## REQUIREMENT 1
Render the stretch of rows from the line containing "</instance>" through the line containing "positive clicks: (431, 357)" as a JSON list of strings, one string per line, with blank lines omitted.

## TEXT
Provided that this subsection shall not apply if it is shown that the form of application was issued in connection with a bona fide invitation to a person to enter into an underwriting agreement with respect to the shares or debentures.

(10) This section shall not apply to the issue to existing members or debenture holders of a company of a prospectus or form of application relating to shares in or debentures of the company, whether an applicant for shares or debentures will or will not have the right to renounce in favour of other persons, but, subject as aforesaid, this section shall apply to a prospectus or form of application whether issued on or with reference to the formation of a company or subsequently.

Additional requirements as to prospectus.

373.—(1) Any such prospectus as is mentioned in subsection (1) of section 372 shall also—

(a) contain particulars with respect to the following matters—

(i) any restrictions on the business that the company can conduct;

(ii) the instrument constituting or defining the constitution of the company;

(iii) the enactments, or provisions having the force of an enactment, by or under which the incorporation of the company was effected;

(iv) an address in the Island where those instruments, enactments or provisions, or copies thereof, and if, the same are in a foreign language a translation thereof certified in the prescribed manner, can be inspected;

(v) the date on which and the country in which the company was incorporated;

(vi) whether the company has established a place of business in the Island, and, if so, the address of its office in the Island:

Provided that the provisions of sub-paragraphs (i), (ii), (iii) and (iv) shall not apply in the case of a prospectus issued more than two years after the date at which the company is entitled to commence business;

(b) subject to the provisions of this section, state the matters specified in Part I of the Third Schedule and set out the reports specified in Part II of that Schedule:

Provided that in paragraph 1 of the Third Schedule a reference to the constitution of the company shall be substituted for the reference to the articles.

## MATERIALS PROVIDED
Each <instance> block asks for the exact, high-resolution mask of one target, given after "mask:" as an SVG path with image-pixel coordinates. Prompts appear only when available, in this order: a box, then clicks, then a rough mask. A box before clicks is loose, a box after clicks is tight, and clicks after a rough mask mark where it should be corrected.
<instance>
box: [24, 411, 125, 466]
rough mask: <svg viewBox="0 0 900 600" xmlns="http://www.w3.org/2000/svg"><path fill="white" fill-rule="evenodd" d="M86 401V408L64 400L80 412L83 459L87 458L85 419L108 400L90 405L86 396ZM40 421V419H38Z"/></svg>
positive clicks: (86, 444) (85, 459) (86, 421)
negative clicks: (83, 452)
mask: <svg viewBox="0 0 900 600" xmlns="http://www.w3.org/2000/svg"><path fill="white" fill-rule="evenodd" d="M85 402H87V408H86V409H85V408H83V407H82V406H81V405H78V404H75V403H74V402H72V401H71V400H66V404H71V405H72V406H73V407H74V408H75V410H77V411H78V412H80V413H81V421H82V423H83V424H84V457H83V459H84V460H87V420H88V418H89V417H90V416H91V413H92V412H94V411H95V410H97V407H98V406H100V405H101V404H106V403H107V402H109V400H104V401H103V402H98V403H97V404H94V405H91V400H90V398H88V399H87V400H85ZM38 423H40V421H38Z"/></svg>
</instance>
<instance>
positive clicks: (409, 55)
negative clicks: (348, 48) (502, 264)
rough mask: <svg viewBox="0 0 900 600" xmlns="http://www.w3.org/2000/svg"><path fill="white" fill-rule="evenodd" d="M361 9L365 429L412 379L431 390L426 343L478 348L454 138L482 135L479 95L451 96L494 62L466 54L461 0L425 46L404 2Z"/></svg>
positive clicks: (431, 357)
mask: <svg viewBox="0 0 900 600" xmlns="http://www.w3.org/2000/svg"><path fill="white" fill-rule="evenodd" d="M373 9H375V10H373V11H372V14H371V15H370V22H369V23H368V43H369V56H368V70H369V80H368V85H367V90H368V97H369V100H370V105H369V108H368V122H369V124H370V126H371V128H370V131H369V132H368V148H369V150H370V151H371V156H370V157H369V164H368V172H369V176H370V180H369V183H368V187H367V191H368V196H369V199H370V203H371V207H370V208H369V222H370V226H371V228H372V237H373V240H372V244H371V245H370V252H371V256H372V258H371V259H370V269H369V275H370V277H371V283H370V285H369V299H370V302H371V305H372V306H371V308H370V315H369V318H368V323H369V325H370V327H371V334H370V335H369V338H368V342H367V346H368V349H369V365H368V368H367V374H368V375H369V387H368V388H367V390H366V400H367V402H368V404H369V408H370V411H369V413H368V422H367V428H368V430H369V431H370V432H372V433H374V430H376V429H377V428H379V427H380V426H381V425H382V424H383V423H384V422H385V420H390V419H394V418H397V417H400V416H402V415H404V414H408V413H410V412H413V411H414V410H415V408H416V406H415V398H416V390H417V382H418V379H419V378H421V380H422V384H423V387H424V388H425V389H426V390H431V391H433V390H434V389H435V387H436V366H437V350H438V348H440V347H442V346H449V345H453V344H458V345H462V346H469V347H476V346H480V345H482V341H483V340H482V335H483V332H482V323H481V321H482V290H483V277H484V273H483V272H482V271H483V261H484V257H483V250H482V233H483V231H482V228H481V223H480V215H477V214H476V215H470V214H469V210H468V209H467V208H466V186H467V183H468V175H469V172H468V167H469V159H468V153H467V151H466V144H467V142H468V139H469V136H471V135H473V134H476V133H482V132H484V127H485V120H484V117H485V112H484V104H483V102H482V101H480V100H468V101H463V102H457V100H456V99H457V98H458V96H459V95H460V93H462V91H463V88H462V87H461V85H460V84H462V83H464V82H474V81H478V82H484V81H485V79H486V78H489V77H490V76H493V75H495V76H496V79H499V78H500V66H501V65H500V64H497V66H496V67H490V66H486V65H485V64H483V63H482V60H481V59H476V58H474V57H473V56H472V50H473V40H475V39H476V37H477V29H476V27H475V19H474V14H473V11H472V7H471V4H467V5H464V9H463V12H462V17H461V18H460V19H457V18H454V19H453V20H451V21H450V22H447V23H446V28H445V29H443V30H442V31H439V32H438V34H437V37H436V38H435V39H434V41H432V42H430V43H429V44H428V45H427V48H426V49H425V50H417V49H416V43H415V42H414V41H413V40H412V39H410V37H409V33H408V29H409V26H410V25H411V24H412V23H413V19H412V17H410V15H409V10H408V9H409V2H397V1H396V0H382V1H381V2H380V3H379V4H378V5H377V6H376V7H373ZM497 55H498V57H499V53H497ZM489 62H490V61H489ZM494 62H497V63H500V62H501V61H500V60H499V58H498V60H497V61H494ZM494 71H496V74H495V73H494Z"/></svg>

## REQUIREMENT 2
Summarize the prospectus provisions in three sentences.

## RESPONSE AREA 1
[
  "</instance>",
  "<instance>",
  "positive clicks: (409, 55)",
  "negative clicks: (348, 48) (502, 264)",
  "rough mask: <svg viewBox=\"0 0 900 600\" xmlns=\"http://www.w3.org/2000/svg\"><path fill=\"white\" fill-rule=\"evenodd\" d=\"M361 9L365 429L412 379L431 390L426 343L478 348L454 138L482 135L479 95L451 96L494 62L466 54L461 0L425 46L404 2Z\"/></svg>",
  "positive clicks: (431, 357)"
]

## RESPONSE AREA 2
The section does not apply to a form of application issued with a bona fide invitation to enter into an underwriting agreement, or to a prospectus or form of application relating to a company's shares or debentures that is issued to its existing members or debenture holders. Under section 373, such a prospectus must give particulars of any restrictions on the company's business, its constitutional instrument, the enactments under which it was incorporated, an address in the Island where these can be inspected, its date and country of incorporation, and whether it has a place of business in the Island. The first four of those particulars are not required for a prospectus issued more than two years after the company may commence business, and the prospectus must also state the matters and set out the reports specified in the Third Schedule.